RECORD EXCERPTS:

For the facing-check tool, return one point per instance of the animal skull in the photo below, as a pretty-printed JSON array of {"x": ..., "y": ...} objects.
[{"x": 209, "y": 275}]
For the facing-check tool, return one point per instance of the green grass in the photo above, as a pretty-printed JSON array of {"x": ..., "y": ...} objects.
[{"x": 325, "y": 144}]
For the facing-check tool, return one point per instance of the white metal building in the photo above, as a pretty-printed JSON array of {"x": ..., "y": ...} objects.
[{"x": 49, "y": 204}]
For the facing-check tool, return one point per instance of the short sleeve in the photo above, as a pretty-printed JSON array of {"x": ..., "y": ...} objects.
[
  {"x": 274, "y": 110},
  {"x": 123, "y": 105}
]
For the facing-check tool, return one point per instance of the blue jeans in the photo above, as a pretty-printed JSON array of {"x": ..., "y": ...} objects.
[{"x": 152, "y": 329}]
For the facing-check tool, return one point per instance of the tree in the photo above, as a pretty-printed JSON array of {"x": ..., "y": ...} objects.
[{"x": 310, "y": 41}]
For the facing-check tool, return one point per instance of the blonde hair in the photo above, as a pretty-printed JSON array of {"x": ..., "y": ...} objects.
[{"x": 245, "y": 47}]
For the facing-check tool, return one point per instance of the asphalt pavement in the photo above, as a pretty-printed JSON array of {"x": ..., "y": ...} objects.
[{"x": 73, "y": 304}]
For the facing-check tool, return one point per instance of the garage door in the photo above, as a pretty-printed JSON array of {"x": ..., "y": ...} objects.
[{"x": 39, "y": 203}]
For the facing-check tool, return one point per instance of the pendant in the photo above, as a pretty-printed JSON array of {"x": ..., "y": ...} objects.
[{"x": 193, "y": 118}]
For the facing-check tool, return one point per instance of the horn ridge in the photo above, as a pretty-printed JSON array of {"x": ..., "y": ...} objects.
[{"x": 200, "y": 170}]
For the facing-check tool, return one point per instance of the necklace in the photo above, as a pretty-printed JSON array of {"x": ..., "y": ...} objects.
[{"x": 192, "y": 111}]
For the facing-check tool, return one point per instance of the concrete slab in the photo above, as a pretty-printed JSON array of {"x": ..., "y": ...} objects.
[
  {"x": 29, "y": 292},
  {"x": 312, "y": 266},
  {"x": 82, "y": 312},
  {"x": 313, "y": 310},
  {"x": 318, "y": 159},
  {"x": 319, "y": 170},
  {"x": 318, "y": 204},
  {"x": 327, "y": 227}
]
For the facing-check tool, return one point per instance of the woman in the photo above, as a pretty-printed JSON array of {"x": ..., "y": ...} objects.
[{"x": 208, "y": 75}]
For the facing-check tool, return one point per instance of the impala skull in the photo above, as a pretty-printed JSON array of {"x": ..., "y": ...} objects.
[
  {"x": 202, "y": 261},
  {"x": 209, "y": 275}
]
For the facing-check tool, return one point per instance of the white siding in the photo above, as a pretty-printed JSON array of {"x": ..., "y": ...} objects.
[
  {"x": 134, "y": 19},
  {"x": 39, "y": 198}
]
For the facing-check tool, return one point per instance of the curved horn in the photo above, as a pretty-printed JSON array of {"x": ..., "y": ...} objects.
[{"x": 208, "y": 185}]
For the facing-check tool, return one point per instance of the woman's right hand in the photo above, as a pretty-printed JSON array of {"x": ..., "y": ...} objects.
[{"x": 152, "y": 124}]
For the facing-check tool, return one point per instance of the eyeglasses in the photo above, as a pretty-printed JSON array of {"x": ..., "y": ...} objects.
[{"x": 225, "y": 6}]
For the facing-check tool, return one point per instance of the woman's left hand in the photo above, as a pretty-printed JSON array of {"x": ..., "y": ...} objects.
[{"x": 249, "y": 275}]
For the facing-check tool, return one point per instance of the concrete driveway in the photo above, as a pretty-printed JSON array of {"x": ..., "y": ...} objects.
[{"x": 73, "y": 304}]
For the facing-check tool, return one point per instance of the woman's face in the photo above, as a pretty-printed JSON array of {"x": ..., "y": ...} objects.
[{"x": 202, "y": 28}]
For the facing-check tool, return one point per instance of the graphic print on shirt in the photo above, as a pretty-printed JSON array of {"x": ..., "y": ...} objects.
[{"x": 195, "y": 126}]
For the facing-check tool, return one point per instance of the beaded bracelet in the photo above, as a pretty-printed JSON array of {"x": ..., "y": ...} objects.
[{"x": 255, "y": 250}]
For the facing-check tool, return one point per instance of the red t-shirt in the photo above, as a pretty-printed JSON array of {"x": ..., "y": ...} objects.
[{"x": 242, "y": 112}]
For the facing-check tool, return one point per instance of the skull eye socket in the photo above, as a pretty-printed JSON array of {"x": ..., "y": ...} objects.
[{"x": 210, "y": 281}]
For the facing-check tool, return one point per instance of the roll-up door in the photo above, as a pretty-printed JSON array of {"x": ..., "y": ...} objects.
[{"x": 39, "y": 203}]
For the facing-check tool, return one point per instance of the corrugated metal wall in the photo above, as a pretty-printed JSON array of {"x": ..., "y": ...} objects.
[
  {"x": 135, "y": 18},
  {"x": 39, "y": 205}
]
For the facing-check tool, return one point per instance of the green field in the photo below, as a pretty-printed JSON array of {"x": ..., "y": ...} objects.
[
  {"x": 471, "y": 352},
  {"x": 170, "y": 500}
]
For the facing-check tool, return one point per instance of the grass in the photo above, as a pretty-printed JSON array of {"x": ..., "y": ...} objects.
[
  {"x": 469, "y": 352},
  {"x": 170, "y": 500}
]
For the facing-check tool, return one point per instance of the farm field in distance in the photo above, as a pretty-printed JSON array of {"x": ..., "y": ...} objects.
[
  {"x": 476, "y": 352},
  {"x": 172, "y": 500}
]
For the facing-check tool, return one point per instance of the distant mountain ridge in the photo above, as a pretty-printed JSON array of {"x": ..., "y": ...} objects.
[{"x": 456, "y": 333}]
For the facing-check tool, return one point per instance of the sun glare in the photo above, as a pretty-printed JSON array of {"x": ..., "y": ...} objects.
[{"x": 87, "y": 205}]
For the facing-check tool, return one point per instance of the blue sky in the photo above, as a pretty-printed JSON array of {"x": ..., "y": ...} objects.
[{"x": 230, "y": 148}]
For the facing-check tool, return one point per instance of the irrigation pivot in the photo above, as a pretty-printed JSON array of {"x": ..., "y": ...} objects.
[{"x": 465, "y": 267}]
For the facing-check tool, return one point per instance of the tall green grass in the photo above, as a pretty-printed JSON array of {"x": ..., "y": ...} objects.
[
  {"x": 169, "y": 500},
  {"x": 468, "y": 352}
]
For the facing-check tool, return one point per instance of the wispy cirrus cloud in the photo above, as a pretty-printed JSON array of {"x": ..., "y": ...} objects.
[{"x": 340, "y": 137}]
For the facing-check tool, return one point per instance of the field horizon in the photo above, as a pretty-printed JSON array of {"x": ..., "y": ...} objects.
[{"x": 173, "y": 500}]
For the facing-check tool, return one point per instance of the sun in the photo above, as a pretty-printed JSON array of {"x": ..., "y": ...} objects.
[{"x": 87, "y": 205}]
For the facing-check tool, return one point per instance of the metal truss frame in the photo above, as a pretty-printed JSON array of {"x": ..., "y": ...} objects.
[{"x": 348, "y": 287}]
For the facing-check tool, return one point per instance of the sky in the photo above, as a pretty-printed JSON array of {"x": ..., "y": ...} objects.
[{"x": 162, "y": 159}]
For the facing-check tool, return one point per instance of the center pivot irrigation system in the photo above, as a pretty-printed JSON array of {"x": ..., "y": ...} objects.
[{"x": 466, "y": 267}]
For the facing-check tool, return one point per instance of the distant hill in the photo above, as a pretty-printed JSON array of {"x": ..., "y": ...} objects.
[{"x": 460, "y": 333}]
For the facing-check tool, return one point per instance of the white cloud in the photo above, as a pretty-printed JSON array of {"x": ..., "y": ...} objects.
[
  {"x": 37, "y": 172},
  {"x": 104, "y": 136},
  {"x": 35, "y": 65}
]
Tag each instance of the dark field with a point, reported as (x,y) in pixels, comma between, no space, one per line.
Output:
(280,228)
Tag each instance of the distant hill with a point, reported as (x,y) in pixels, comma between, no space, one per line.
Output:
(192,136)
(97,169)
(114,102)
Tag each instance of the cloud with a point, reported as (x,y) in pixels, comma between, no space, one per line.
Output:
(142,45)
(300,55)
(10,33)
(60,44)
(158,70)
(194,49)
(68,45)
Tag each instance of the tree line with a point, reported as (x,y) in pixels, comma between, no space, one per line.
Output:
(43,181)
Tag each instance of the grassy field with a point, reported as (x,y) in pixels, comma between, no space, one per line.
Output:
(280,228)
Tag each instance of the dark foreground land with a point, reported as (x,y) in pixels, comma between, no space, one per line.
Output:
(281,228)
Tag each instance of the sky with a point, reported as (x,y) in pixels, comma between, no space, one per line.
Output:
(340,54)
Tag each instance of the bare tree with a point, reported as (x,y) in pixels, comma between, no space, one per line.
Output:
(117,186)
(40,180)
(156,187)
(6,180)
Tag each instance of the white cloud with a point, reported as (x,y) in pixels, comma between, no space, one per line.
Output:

DIRECTIONS FOR THIS TASK: From the listing, copy every line where the string "dark" appears.

TASK ANSWER:
Tag each instance of the dark field with a point, reported as (x,y) in pixels, comma between, no space, one per line.
Tag each instance of the dark foreground land with a point, reported as (x,y) in pixels, comma between, no space, one per line.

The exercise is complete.